*Votre tâche*
Recopiez à l'identique les lignes des enregistrements ci-dessous, du tout début jusqu'à la ligne contenant « M216 144L220 145L226 », celle-ci comprise. N'incluez pas les images dans votre réponse.

*Extraits des données*
»»
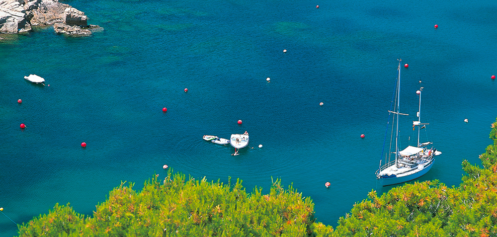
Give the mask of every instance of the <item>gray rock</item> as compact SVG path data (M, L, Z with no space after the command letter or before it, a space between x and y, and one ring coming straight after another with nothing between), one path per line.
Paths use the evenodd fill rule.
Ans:
M64 11L66 17L64 18L64 23L69 25L81 25L86 26L88 25L86 21L88 17L84 15L84 12L78 10L73 7L68 7Z
M0 0L0 33L26 32L39 25L54 25L56 32L72 35L103 30L89 27L87 20L84 12L58 0Z

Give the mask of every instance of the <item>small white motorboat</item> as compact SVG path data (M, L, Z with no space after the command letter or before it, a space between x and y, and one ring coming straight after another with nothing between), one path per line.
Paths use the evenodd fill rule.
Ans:
M24 79L28 80L33 83L36 83L37 84L43 83L45 82L45 79L41 77L35 75L34 74L30 74L29 76L24 76Z
M217 138L219 138L217 137L217 136L204 135L204 136L202 138L203 138L205 141L211 141L213 139L216 139Z
M248 145L248 133L243 134L232 134L231 146L237 149L241 149Z
M216 144L220 145L226 145L230 143L230 140L228 139L225 139L224 138L216 138L211 140L211 142L213 142Z

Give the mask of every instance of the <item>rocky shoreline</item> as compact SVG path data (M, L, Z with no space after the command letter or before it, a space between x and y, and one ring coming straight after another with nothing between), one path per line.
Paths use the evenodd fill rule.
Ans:
M103 29L87 20L84 12L58 0L0 0L0 34L25 32L37 25L53 25L56 32L70 35Z

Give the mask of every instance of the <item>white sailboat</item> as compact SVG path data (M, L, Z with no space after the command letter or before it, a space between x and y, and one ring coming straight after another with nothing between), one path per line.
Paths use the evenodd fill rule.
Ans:
M416 147L408 146L402 151L399 149L399 118L400 115L409 115L401 113L399 112L400 105L400 79L401 79L401 63L402 60L399 61L398 68L397 84L396 86L396 94L395 99L393 101L395 108L393 111L389 111L389 115L393 114L393 122L392 123L392 129L394 129L394 124L396 126L395 137L392 136L390 141L390 147L395 146L395 148L389 149L391 152L385 153L384 163L383 155L382 154L382 160L380 161L379 169L376 171L377 178L380 181L382 186L388 186L404 183L415 179L426 173L433 166L435 156L442 154L431 146L432 143L426 142L419 143L419 133L421 129L425 128L428 124L421 123L421 92L423 87L421 87L419 90L416 91L419 96L419 108L417 111L418 121L413 121L413 129L417 127L417 145ZM390 116L389 116L390 117ZM390 123L390 119L389 119ZM421 125L422 125L421 126ZM387 129L387 131L388 131ZM392 133L393 135L394 133ZM394 141L395 139L395 141ZM386 140L386 134L385 134ZM395 143L395 145L393 143ZM430 147L428 148L428 147ZM393 156L392 156L393 155ZM392 157L393 156L394 157Z

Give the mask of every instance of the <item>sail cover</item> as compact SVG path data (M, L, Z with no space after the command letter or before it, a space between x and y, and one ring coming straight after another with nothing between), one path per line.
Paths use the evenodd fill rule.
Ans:
M410 146L400 152L403 156L411 156L418 153L423 150L422 148Z

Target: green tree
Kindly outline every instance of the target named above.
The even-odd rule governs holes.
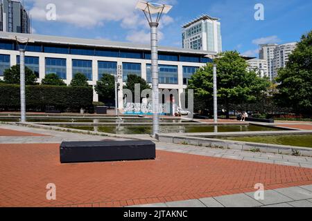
««
*Réponse*
Give the mask of every instance of the <item>gray rock</item> as compact SVG path data (M, L, Z with no space after the command letter or before it, a space between x and y, and one ring coming straight after another with nothing between), one path per line.
Paths use the evenodd fill rule.
Ans:
M64 11L66 17L64 18L64 23L69 25L81 25L86 26L88 25L86 21L88 17L84 15L84 12L78 10L73 7L68 7Z
M0 0L0 33L26 32L39 25L54 25L56 32L72 35L103 30L89 27L87 20L84 12L58 0Z

Give the mask of every instance of the <item>small white motorboat</item> as compact SVG path data (M, L, Z with no space after the command letter or before it, a space between x and y, and one ring coming straight after another with nothing between), one path per line.
Paths use the evenodd fill rule.
Ans:
M24 79L28 80L33 83L36 83L37 84L43 83L45 82L45 79L41 77L35 75L34 74L30 74L29 76L24 76Z
M217 138L219 138L217 137L217 136L204 135L204 136L202 138L203 138L205 141L211 141L213 139L216 139Z
M248 145L248 133L243 134L232 134L231 146L237 149L241 149Z
M216 144L220 145L226 145L230 143L230 140L228 139L225 139L224 138L216 138L211 140L211 142L213 142Z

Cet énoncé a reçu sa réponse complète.